* _Отрывок_
******************************
В семидесятых годах прошлого века в Ковно, в доме известного театрального деятеля В. Д. Рокотова, отца писательницы М. Д. Алтаевой-Ямщиковой, в субботний вечер собрались гости: талантливый иллюстратор произведений Гоголя художник А. А. Агин и известный тенор того времени Ф. П. Комиссаржевский, отец знаменитой драматической актрисы Веры Федоровны Комиссаржевской.
Среди гостей находилась старая дама в кружевной наколке, нетерпеливая, с деспотическими замашками, несколько жеманная.
Разговор зашел о литературе. У старой дамы вырвался вздох и реплика:
- Странная, однако, пошла теперь литература! Она должна развлекать, а тут какое-то неприятное ковырянье... Лучше бы почитать Марлинского или Дюма...
Комиссаржевский поет под аккомпанемент хозяйки, Агин делает в альбоме зарисовки.
- Это какой же, уважаемая Анна Петровна? - спрашивает Комиссаржевский, делая вид, что не понимает, о чем идет речь.
- "Я помню чудное мгновенье..." Вы его так чудесно поете...
Комиссаржевский начал петь романс, который некоторые из присутствовавших могли в свое время слышать из уст самого Глинки.
У старушки по морщинистым щекам потекли слезы. Одна из артисток подбежала к ней, обняла и порывисто поцеловала.
Старушка эта была Анна Петровна Керн, вдохновившая Пушкина на одно из прекраснейших его творений. Та, кого Пушкин обессмертил так же, "как Петрарка обессмертил Лауру, а Данте - Беатриче".
Керн было тогда уже около семидесяти лет. Время стерло с ее лица "милые черты".
Воспоминания о далеком прошлом взволновали ее. Она вся преобразилась: щеки вспыхнули необычным для ее лет румянцем, и даже потухшие, безжизненные глаза заблестели. Сквозь катившиеся по щекам слезы она восторженно улыбалась.
******************************
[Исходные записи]
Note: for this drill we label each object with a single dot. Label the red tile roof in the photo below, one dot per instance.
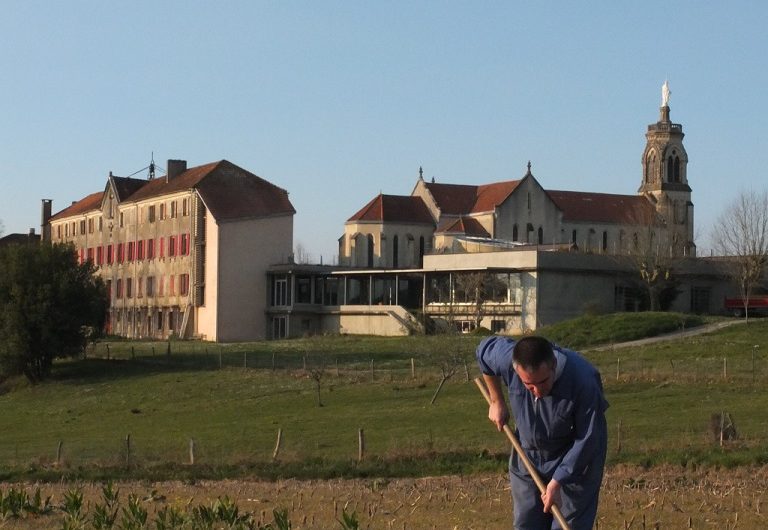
(603, 207)
(394, 209)
(457, 199)
(90, 203)
(463, 225)
(229, 192)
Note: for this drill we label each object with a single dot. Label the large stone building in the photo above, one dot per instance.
(395, 231)
(542, 255)
(184, 254)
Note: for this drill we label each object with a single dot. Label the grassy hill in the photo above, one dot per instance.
(135, 413)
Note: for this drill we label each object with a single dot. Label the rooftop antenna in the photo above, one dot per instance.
(152, 167)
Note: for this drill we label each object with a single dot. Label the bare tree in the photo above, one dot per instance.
(741, 232)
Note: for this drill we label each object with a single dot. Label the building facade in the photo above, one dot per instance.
(184, 254)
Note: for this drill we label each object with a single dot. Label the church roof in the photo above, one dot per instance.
(228, 191)
(457, 199)
(394, 209)
(463, 225)
(603, 207)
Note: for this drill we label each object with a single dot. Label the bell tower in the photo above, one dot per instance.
(665, 180)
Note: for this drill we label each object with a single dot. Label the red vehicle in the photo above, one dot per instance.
(756, 304)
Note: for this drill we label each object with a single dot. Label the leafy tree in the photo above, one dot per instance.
(741, 232)
(47, 303)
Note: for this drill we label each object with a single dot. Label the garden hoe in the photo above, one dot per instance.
(524, 458)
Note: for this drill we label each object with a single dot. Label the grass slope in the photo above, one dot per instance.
(231, 400)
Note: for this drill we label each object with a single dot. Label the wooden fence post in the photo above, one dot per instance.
(360, 445)
(128, 450)
(278, 443)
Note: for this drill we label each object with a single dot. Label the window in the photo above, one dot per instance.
(394, 252)
(303, 290)
(280, 290)
(371, 250)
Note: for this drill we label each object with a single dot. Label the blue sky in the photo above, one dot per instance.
(338, 101)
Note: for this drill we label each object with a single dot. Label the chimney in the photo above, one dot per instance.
(175, 168)
(45, 225)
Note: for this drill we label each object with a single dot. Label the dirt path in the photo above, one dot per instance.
(665, 498)
(669, 336)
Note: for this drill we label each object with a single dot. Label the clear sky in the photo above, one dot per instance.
(338, 101)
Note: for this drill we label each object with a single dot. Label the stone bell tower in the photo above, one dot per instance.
(665, 180)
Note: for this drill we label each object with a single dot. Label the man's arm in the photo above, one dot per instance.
(498, 412)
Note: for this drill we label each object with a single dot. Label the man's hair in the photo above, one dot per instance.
(531, 352)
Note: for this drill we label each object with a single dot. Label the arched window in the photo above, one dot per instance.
(394, 252)
(670, 169)
(650, 166)
(370, 250)
(677, 169)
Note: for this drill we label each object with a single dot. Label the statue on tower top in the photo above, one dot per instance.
(665, 93)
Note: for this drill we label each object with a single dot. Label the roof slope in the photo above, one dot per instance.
(394, 209)
(458, 199)
(463, 225)
(229, 192)
(603, 207)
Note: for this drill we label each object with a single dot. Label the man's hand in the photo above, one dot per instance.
(551, 495)
(498, 414)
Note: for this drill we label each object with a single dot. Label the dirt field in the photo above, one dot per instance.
(631, 498)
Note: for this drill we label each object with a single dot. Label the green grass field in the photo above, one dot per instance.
(232, 399)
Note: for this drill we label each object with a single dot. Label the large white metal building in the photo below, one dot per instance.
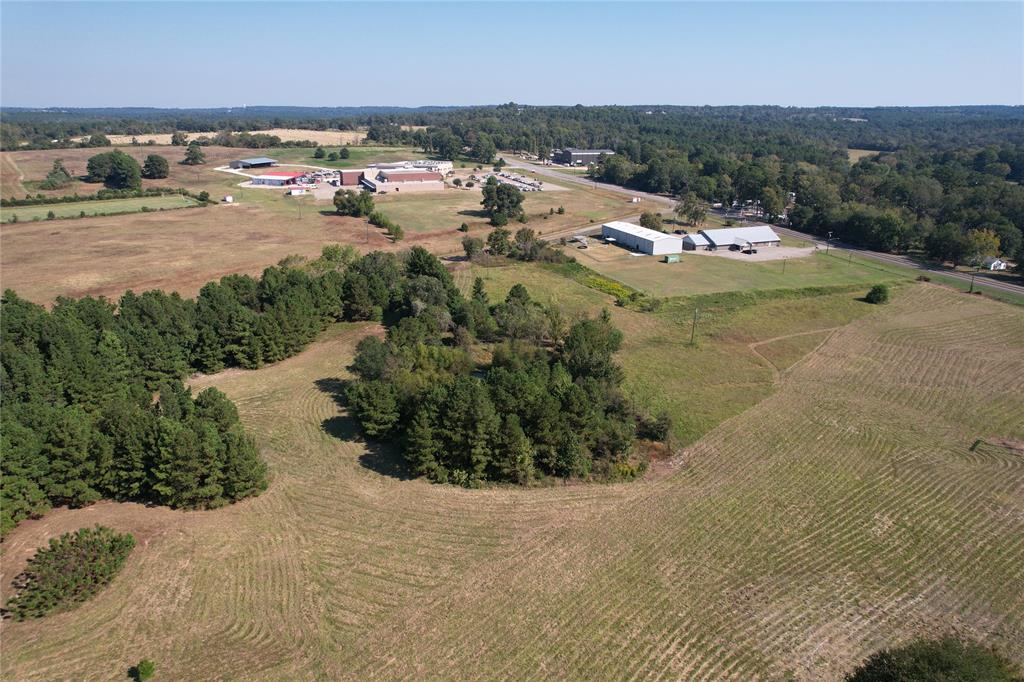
(641, 239)
(741, 238)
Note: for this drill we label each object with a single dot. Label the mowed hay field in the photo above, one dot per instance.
(105, 207)
(172, 250)
(434, 211)
(843, 513)
(182, 250)
(324, 137)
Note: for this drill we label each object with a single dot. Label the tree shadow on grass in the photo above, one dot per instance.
(379, 457)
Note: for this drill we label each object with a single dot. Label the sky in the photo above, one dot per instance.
(287, 52)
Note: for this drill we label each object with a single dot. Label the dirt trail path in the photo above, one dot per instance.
(776, 371)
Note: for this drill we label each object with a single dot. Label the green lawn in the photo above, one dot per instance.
(107, 207)
(718, 377)
(358, 156)
(707, 273)
(429, 212)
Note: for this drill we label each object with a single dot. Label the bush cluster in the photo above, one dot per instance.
(938, 661)
(378, 219)
(548, 403)
(80, 420)
(72, 568)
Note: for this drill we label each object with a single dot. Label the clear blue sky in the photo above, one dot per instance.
(333, 54)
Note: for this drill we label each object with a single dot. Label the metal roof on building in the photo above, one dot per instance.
(639, 230)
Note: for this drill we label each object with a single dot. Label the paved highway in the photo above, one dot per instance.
(666, 202)
(903, 261)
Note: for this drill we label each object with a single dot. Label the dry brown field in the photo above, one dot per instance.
(844, 512)
(325, 137)
(182, 250)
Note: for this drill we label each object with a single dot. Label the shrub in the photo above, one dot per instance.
(947, 658)
(74, 567)
(142, 671)
(155, 167)
(879, 294)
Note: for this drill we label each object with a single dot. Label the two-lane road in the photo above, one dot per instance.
(662, 202)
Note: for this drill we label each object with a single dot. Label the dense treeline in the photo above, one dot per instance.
(946, 658)
(94, 405)
(72, 568)
(94, 408)
(548, 403)
(958, 206)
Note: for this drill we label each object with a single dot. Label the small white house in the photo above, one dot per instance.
(994, 264)
(641, 239)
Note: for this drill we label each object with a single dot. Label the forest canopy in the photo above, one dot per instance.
(548, 403)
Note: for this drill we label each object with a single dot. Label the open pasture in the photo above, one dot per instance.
(842, 513)
(698, 386)
(325, 137)
(105, 207)
(171, 250)
(432, 212)
(358, 156)
(32, 168)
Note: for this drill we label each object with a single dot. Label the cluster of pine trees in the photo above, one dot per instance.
(71, 569)
(94, 409)
(549, 403)
(93, 400)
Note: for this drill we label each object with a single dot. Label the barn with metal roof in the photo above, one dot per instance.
(255, 162)
(641, 239)
(741, 238)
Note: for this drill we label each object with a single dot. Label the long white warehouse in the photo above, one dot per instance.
(641, 239)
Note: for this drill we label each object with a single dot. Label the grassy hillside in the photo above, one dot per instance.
******************************
* _Что требуется_
Выпишите без изменений тот фрагмент отрывка об Анне Петровне Керн, который открывается словами «Керн было тогда» и завершается словами «она восторженно улыбалась.».

* _Ответ на задание_
Керн было тогда уже около семидесяти лет. Время стерло с ее лица "милые черты".
Воспоминания о далеком прошлом взволновали ее. Она вся преобразилась: щеки вспыхнули необычным для ее лет румянцем, и даже потухшие, безжизненные глаза заблестели. Сквозь катившиеся по щекам слезы она восторженно улыбалась.